The Dodgers have signed right-hander Jesse Hahn to a minor league deal, reports Fabian Ardaya of The Athletic. They have also signed left-hander Stephen Gonsalves to a minor league deal, per J.P. Hoornstra of Dodgers Nation. The lefty is represented by John Boggs & Associates while the righty is with Excel Sports Management.
Hahn, 34, pitched in the big leagues from 2014 to 2021. He made 82 appearances, 50 of them being starts, suiting up for the Padres, Athletics and Royals. He allowed 4.22 earned runs per nine innings in that time, tossing 311 1/3 frames. His 18% strikeout rate wasn’t especially impressive but he kept 49.5% of balls in play on the ground.
Most of that work came in the earlier part of his career. He missed the entire 2018 season due to a UCL sprain that ultimately required surgery, then was held to less than 18 big league innings in each of the next three seasons. In early 2021, he landed on the injured list due to right shoulder impingement syndrome and he doesn’t appear to have pitched anywhere since that season.
Gonsalves, 29, has just 10 major league appearances on his track record. He tossed 24 2/3 innings for the 2018 Twins and another 4 1/3 for the 2021 Red Sox. He has a 6.21 ERA in that small sample of work. He missed most of 2022 due to Tommy John surgery but return to the mound last year on a minor league deal with the Cubs. He tossed 28 1/3 innings on the farm last year with a 5.72 ERA.

GIVEN DATA =
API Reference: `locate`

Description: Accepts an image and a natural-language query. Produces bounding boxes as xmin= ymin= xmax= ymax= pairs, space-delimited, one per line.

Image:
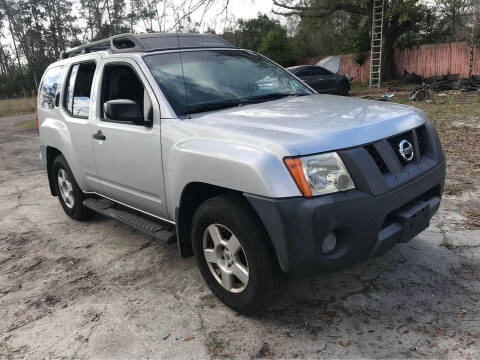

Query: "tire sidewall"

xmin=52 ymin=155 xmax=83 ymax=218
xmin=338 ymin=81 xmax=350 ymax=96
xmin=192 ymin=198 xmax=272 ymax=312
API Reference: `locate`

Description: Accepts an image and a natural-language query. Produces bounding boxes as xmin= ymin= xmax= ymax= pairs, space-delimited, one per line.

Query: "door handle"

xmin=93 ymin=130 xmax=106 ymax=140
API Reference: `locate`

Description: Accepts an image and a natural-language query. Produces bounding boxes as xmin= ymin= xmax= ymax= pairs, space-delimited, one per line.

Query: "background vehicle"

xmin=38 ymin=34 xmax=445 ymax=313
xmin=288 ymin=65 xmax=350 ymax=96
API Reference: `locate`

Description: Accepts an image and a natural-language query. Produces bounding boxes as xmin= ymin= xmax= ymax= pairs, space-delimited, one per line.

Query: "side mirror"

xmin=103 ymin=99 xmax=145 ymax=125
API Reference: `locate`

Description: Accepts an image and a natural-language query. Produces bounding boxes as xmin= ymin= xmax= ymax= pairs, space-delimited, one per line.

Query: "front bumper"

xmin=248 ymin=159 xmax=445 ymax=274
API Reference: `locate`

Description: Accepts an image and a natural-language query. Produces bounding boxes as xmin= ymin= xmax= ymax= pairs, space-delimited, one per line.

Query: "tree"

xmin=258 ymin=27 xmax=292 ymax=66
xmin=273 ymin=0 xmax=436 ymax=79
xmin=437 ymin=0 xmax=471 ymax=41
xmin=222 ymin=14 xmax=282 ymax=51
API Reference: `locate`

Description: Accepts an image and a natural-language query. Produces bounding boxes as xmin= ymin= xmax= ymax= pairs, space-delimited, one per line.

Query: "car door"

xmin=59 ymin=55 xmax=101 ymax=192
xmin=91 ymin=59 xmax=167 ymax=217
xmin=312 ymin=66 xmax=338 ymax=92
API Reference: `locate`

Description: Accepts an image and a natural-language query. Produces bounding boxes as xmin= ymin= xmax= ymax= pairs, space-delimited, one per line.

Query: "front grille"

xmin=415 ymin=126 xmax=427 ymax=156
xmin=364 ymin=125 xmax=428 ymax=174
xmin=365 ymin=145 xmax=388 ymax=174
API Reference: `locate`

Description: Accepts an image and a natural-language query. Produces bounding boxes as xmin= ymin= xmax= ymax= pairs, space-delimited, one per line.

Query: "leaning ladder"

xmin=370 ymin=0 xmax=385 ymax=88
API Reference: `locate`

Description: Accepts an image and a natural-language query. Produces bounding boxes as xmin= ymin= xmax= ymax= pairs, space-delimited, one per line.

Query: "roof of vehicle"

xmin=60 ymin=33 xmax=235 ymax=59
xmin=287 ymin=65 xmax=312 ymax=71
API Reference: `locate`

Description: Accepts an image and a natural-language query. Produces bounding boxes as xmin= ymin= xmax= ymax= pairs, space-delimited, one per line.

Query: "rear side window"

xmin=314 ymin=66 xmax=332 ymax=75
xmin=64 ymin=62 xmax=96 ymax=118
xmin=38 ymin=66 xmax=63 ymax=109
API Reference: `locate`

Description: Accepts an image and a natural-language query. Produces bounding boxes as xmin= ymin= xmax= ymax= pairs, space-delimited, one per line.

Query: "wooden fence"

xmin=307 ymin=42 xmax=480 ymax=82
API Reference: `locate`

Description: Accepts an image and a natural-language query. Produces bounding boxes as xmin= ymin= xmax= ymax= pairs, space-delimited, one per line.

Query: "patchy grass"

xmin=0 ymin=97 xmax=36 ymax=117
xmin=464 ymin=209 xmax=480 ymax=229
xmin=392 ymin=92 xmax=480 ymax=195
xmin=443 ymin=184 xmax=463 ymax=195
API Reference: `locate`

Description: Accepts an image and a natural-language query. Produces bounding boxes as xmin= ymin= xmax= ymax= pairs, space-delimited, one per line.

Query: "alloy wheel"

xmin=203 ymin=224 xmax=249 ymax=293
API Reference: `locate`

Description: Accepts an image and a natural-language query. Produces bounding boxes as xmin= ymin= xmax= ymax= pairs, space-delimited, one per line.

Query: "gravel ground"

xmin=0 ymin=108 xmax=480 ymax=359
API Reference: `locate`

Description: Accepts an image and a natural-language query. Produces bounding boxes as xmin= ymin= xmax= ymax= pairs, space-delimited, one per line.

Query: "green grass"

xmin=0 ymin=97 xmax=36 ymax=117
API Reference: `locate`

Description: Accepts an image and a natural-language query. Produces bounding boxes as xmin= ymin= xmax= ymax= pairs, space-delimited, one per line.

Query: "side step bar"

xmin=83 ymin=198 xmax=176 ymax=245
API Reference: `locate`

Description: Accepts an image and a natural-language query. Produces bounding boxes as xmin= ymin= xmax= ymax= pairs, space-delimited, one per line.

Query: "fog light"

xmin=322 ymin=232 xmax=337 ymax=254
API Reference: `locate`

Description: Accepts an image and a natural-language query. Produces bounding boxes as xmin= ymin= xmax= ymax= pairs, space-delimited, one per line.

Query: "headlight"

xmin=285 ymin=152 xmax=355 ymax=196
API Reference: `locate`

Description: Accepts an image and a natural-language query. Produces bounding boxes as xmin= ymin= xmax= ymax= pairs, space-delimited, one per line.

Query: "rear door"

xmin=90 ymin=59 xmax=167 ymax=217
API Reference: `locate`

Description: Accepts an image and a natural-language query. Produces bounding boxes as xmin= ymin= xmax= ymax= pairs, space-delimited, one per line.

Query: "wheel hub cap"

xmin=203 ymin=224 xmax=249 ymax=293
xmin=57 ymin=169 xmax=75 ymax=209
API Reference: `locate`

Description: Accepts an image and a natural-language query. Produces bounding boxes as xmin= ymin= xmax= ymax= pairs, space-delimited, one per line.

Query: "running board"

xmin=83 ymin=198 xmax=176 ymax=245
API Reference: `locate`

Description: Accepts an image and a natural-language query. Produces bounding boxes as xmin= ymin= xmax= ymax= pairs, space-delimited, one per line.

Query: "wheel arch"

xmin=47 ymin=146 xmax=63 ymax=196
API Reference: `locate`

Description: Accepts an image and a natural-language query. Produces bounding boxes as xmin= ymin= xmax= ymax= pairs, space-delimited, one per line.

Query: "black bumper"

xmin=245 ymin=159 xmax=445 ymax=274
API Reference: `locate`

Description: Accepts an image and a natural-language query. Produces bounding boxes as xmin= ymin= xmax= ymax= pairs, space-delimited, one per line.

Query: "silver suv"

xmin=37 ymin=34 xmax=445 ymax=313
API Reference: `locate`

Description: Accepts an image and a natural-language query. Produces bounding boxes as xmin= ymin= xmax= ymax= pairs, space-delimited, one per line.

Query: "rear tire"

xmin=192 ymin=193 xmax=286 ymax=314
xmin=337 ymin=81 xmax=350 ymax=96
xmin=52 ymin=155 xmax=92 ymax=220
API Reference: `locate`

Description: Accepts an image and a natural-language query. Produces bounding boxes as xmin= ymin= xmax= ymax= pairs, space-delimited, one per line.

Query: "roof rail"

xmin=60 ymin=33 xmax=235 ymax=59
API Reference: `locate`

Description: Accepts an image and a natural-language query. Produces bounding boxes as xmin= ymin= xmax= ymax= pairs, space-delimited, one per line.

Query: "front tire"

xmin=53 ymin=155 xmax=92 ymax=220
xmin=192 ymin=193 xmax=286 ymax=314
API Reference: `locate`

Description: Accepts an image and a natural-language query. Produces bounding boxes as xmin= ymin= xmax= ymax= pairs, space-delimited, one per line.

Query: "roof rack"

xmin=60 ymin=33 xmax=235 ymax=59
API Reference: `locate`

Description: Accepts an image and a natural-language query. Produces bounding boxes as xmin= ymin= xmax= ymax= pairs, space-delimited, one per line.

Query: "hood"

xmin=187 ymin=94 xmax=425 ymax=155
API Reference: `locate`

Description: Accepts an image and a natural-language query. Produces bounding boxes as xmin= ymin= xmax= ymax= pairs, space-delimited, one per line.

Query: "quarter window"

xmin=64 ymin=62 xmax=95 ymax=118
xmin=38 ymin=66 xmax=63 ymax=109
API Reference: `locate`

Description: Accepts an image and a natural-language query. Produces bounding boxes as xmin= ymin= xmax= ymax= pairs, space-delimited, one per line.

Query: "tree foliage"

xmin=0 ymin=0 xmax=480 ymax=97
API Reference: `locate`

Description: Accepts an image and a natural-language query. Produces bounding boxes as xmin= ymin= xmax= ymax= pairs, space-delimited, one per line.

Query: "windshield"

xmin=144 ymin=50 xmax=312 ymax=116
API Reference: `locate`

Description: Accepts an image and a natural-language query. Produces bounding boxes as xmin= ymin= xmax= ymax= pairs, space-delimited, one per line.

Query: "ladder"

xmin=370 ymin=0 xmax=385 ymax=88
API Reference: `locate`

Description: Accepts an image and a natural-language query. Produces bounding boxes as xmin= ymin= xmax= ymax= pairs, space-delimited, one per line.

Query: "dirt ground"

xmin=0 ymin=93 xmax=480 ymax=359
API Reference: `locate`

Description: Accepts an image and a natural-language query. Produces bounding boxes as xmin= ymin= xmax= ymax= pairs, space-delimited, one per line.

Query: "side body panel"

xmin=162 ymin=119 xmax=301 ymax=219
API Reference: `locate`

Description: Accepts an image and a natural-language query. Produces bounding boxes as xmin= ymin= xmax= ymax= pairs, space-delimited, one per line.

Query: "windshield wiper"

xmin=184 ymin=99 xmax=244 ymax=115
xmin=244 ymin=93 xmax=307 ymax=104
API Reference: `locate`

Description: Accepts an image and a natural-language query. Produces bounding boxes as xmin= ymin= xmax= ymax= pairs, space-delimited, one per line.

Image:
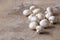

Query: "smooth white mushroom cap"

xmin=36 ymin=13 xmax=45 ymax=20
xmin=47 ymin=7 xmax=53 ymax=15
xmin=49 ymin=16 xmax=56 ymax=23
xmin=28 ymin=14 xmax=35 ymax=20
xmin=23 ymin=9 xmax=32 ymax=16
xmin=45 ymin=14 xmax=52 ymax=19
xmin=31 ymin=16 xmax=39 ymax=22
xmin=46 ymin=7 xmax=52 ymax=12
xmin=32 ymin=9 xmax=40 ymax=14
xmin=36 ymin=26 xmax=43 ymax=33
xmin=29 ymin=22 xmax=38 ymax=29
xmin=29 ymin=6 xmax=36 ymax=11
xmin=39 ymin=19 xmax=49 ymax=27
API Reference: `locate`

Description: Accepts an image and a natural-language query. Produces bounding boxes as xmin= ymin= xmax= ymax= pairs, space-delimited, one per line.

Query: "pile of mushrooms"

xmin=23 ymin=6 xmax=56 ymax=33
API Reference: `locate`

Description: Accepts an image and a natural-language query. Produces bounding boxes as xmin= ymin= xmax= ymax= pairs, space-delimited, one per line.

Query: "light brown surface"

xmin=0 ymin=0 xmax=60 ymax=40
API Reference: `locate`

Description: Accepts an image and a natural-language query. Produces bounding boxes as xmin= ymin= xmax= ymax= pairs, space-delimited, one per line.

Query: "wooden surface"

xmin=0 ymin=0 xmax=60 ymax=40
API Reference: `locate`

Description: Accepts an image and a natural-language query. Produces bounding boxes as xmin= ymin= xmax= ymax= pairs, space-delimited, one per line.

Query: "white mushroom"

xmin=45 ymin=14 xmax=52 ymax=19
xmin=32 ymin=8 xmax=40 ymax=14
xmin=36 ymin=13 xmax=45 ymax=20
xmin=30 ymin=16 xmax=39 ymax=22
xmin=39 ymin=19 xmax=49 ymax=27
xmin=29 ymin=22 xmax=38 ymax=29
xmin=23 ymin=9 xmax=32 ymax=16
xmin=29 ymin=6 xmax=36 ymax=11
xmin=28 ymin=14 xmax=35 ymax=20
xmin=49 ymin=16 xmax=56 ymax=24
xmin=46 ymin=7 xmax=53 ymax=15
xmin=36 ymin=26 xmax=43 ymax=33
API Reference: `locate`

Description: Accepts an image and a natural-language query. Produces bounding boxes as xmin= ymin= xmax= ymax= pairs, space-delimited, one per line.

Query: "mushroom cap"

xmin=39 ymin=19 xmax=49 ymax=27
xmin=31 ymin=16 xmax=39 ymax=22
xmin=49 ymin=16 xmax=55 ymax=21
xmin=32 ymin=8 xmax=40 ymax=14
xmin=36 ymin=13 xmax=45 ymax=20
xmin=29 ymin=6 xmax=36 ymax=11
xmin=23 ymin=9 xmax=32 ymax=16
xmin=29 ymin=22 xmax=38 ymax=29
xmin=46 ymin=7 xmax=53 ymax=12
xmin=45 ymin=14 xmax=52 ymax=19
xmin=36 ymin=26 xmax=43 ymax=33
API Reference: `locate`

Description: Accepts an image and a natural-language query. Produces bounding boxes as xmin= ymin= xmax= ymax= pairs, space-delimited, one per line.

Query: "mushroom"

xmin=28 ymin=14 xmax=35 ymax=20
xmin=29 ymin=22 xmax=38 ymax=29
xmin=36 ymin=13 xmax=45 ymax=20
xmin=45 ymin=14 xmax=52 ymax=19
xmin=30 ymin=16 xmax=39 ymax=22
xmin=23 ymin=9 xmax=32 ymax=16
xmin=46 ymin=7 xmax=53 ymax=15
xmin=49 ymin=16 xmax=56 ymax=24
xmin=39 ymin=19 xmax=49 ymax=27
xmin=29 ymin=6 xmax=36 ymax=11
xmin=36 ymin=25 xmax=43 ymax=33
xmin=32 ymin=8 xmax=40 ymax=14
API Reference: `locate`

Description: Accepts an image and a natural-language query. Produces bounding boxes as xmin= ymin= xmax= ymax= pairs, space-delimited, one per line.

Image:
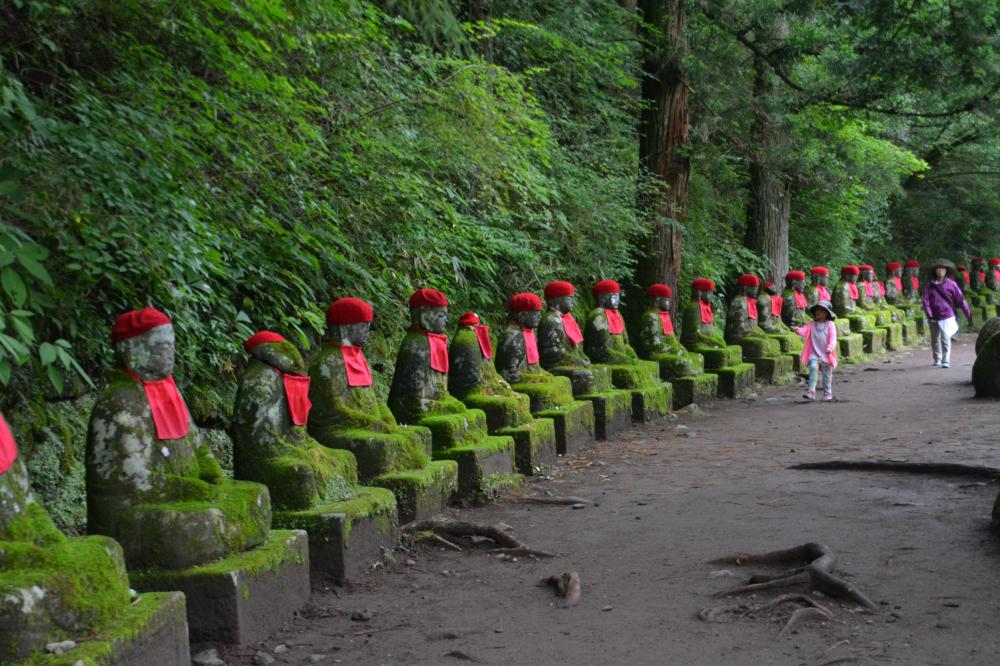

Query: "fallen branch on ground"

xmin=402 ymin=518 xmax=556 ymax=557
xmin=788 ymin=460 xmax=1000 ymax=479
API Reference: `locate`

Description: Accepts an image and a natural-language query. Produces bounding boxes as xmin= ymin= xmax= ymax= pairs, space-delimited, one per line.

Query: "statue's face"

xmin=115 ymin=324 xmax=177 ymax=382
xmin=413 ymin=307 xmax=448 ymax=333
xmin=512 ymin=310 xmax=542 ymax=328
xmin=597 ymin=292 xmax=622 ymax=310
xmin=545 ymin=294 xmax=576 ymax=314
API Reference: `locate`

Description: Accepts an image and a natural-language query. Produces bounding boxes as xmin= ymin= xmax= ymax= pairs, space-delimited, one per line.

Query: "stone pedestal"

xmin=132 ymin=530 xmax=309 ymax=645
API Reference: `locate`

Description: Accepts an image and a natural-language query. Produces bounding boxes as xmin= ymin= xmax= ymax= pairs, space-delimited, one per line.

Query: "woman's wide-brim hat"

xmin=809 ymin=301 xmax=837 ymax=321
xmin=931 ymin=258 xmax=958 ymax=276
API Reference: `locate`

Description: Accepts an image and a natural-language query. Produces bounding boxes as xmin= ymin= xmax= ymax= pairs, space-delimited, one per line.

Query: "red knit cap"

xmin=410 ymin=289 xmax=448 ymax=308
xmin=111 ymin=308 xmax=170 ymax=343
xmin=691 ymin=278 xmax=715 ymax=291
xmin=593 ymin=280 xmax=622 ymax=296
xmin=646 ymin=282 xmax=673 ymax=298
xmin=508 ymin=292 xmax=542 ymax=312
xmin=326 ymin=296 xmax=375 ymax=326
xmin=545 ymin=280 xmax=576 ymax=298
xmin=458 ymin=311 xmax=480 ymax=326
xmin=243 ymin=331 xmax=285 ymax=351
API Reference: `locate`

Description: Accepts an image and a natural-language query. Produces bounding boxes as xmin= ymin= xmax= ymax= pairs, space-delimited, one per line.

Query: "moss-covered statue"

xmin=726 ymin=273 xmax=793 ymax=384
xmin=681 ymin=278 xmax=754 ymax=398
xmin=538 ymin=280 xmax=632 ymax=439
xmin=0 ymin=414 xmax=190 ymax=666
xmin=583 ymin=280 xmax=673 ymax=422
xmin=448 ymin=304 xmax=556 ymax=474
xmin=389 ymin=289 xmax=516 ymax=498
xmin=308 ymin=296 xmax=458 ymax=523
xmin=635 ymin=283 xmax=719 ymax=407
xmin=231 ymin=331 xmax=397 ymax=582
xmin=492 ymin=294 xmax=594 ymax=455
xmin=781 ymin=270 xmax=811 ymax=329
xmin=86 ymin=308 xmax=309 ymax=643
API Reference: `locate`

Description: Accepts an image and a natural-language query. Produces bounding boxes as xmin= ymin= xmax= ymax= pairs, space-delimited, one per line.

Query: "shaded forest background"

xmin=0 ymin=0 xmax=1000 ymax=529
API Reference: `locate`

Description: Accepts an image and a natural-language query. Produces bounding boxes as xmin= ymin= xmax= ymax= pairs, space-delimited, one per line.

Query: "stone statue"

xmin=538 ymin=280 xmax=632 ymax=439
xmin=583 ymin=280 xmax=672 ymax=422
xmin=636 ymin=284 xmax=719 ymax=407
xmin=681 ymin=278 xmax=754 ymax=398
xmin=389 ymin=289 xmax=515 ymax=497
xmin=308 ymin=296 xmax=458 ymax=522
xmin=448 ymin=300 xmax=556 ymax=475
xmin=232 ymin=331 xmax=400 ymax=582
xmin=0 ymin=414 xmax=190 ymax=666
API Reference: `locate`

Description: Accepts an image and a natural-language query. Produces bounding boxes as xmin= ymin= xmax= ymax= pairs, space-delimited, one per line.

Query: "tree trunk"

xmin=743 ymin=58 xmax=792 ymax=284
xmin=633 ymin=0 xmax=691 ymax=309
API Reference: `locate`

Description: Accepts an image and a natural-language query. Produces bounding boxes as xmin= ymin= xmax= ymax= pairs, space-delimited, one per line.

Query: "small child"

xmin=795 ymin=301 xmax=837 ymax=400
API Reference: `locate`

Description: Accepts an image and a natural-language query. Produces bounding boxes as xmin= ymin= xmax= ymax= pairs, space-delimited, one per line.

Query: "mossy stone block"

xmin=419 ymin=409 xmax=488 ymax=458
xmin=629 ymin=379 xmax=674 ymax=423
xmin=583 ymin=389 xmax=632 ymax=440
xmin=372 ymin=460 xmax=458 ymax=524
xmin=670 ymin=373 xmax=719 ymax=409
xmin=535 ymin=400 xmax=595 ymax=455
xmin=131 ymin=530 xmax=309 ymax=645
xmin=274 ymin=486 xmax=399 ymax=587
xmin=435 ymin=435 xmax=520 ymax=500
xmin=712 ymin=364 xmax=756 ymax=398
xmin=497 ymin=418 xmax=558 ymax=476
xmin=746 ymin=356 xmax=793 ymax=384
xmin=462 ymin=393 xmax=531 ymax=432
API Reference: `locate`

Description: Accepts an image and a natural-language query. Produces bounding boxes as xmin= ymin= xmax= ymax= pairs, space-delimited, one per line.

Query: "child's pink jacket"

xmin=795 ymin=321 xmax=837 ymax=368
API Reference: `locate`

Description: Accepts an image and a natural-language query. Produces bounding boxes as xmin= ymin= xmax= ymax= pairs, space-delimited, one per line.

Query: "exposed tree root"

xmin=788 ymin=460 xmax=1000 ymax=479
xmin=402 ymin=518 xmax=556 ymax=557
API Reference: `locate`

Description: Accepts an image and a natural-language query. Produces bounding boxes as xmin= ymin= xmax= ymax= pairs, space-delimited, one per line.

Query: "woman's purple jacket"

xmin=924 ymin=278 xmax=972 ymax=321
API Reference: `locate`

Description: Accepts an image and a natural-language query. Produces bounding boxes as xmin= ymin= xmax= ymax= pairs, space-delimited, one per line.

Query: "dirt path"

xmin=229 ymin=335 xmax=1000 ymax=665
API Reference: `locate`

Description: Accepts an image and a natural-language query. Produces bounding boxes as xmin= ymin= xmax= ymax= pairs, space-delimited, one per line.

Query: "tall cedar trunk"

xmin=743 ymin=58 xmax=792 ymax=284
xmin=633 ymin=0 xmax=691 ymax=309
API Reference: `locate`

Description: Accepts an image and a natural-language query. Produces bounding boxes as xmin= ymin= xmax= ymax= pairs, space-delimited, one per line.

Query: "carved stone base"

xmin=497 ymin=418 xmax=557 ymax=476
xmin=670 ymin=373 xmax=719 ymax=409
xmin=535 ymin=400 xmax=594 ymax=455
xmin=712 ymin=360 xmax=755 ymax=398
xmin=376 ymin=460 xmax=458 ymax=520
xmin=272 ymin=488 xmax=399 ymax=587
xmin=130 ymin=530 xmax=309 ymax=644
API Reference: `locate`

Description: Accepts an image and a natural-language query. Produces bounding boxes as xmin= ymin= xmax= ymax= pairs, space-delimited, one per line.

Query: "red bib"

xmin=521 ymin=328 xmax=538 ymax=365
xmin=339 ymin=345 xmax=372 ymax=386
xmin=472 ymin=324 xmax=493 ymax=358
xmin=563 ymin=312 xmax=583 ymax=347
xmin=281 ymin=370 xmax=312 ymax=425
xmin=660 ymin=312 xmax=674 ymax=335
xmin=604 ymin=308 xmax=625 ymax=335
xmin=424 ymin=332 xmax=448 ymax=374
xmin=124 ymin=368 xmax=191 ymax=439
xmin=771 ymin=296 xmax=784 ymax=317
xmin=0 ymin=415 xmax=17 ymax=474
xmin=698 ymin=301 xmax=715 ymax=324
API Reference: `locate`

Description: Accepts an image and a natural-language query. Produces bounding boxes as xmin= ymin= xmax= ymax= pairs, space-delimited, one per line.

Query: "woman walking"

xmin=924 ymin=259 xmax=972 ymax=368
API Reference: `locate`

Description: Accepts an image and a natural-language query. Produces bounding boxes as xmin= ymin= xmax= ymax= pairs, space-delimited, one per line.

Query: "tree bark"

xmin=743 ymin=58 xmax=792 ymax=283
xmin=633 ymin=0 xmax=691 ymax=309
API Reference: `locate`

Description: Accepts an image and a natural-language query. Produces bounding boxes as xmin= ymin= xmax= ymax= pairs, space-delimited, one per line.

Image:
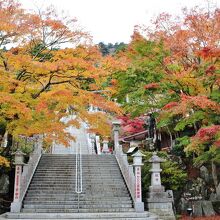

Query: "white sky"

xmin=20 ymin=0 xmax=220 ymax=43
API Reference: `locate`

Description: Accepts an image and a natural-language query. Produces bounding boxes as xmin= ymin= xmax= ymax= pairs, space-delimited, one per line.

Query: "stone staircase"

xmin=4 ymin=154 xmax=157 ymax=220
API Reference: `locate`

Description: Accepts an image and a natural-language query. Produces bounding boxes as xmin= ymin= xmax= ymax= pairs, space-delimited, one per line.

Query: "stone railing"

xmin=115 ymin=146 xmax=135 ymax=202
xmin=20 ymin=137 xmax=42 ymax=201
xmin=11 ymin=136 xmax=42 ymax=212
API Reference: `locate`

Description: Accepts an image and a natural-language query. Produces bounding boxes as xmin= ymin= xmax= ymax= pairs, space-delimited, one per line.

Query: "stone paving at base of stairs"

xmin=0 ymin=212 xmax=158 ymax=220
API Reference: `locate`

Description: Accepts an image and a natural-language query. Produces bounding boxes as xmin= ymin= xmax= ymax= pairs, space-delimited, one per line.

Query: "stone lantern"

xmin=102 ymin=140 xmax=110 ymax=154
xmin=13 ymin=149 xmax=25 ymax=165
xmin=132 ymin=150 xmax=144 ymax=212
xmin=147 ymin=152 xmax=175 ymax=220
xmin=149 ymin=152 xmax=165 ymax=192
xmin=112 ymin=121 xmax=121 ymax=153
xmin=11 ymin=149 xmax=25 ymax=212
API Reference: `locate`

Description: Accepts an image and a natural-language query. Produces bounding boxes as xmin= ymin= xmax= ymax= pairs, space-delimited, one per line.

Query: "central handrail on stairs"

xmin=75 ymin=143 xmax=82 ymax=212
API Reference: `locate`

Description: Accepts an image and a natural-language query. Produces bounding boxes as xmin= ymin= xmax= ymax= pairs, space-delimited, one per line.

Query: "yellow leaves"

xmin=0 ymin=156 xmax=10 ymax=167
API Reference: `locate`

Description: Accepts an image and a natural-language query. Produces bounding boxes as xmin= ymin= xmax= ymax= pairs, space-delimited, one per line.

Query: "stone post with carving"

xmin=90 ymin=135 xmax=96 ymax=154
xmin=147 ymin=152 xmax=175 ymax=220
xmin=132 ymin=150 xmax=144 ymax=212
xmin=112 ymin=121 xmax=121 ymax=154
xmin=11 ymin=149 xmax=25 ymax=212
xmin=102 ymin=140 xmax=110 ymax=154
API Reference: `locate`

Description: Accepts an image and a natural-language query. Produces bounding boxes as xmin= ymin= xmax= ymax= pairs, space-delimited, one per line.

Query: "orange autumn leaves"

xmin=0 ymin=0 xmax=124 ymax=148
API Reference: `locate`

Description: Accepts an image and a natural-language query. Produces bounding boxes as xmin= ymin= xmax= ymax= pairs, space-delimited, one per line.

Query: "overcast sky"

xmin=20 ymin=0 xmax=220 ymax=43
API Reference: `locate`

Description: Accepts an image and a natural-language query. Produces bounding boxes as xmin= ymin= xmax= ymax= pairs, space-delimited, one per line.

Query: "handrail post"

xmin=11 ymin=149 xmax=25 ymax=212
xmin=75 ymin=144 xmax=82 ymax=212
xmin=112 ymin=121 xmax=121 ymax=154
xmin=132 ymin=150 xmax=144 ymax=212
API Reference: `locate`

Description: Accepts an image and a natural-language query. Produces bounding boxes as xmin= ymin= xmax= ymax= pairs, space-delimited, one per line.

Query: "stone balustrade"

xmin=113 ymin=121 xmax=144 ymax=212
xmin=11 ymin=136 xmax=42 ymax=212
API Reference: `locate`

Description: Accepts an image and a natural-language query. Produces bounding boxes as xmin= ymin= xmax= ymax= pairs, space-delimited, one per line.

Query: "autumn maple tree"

DIRECTIONS FOR THIS TASK =
Pick up the article on the Dodgers signing Jesse Hahn and Stephen Gonsalves after its final sentence and carry it forward.

TASK ANSWER =
He was once a notable starting pitching prospect with the Twins but seemed to stall out upon reaching Triple-A. While he has an ERA under 3.00 at each minor league level below for the top one, his Triple-A ERA is 4.09. Across six separate seasons, he’s walked 15.2% of hitters at that level. He has transitioned from the rotation to the bullpen in recent years but hasn’t been able to log many innings due to the surgery.
The Dodgers are generally unafraid of taking a shot on talented pitchers with injury histories, with Blake Treinen, Daniel Hudson, Jimmy Nelson, J.P. Feyereisen and Alex Reyes just a handful of examples. There’s no real risk in bringing these two aboard on minor league deals to assess their arm health up close.
Neither of them would be optionable if added to the roster but Gonsalves has less than a year of service time and could be retained beyond the upcoming campaign if he clicked for the Dodgers. They only have three southpaws on their 40-man right now, with Caleb Ferguson, Alex Vesia and Ryan Yarbrough making up the club’s lefty contingent. That perhaps leaves a path open for Gonsalves to get back on track here in 2024.